** Brano **
◇ ◇ ◇

Ma il parlamento continua a rimanere, con il governo, a Nairobi, considerando la situazione dell’ordine pubblico a Mogadiscio ancora troppo pericolosa. Geedi, tuttavia, è più vicino ai clan che controllano la capitale somala di quanto non sia Yusuf, e il voto del 28 dicembre ha aperto uno spiraglio di speranza.

Rimangono però numerosi problemi, legati non solo al Somaliland (di cui molti osservatori considerano l’indipendenza inevitabile, e che continua a considerarsi in guerra con il Puntland per questioni di confini), ma alla capacità dello stesso Yusuf di emergere come vero uomo di Stato, facendo dimenticare alcuni peccatucci commessi come “signore della guerra” nel Nord. Il presidente dovrà mostrare di prendere sul serio la democrazia, liberarsi dalla tutela etiope, e non confondere la doverosa lotta contro Al Qaida con la repressione di qualunque espressione politica somala che si richiami all’islam.

Yusuf cerca ora di fare appello agli “amici della Somalia” perché mandino ventimila uomini a restaurare l’ordine nel suo paese. L’appello è stato giustamente respinto al mittente da Gianfranco Fini, mentre l’Uganda ha accettato il 6 gennaio di inviare duecento soldati come primi membri di un possibile contingente dell’Unione Africana.

L’esperienza dimostra che una forza di pace in Somalia può consolidare, non creare, il potere di un governo sul territorio che Yusuf e Geedi devono prima conquistarsi negoziando con i vari clan tribali, e mostrando un minimo di consistenza politica e militare. In una Somalia senza governo truppe occidentali rischiano molto e possono fare poco. L’Italia compirà ancora il suo dovere inviando in Somalia aiuti per il dopo-tsunami: ma fa bene a non mandare soldati.

◇ ◇ ◇

** Elenco **
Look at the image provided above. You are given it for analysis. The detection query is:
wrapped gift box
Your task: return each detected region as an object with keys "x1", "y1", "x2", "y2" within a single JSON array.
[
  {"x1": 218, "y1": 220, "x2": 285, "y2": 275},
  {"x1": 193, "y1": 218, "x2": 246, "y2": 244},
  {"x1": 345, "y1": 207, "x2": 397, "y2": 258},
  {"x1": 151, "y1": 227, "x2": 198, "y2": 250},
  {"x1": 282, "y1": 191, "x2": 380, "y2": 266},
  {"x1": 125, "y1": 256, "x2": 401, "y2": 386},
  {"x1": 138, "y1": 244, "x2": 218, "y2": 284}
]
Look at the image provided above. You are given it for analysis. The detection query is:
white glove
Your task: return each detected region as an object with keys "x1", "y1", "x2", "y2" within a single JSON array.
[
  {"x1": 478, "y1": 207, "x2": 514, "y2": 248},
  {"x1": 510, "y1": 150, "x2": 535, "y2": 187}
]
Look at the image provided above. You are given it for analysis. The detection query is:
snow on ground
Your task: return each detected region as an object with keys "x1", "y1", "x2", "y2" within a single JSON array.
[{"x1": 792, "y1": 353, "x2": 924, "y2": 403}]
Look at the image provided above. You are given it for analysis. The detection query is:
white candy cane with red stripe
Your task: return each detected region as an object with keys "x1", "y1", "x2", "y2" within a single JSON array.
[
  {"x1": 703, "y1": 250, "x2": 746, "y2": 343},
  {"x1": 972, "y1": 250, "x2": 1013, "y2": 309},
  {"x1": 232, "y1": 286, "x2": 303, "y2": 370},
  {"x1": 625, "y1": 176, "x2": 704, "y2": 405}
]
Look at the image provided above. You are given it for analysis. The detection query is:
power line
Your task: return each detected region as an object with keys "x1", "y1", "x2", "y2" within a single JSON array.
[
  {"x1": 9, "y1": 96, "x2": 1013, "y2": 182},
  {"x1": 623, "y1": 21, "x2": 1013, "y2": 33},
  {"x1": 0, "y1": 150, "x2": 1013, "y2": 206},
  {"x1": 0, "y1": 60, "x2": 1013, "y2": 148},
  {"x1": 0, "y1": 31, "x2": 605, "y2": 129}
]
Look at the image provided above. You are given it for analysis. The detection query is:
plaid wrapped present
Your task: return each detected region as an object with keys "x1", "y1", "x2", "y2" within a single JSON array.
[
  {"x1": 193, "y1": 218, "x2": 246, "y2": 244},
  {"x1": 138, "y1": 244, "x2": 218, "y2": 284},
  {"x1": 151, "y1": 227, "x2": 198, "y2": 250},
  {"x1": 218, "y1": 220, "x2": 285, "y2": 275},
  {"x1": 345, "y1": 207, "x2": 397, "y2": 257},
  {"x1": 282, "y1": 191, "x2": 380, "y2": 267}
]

◇ ◇ ◇

** Da fare **
Ripeti alla lettera il brano sulla Somalia, cominciando dalle parole "Yusuf cerca ora" e fermandoti dopo "non mandare soldati.". L'elenco non ha alcun legame con il brano sulla Somalia.

** Risposta **
Yusuf cerca ora di fare appello agli “amici della Somalia” perché mandino ventimila uomini a restaurare l’ordine nel suo paese. L’appello è stato giustamente respinto al mittente da Gianfranco Fini, mentre l’Uganda ha accettato il 6 gennaio di inviare duecento soldati come primi membri di un possibile contingente dell’Unione Africana.

L’esperienza dimostra che una forza di pace in Somalia può consolidare, non creare, il potere di un governo sul territorio che Yusuf e Geedi devono prima conquistarsi negoziando con i vari clan tribali, e mostrando un minimo di consistenza politica e militare. In una Somalia senza governo truppe occidentali rischiano molto e possono fare poco. L’Italia compirà ancora il suo dovere inviando in Somalia aiuti per il dopo-tsunami: ma fa bene a non mandare soldati.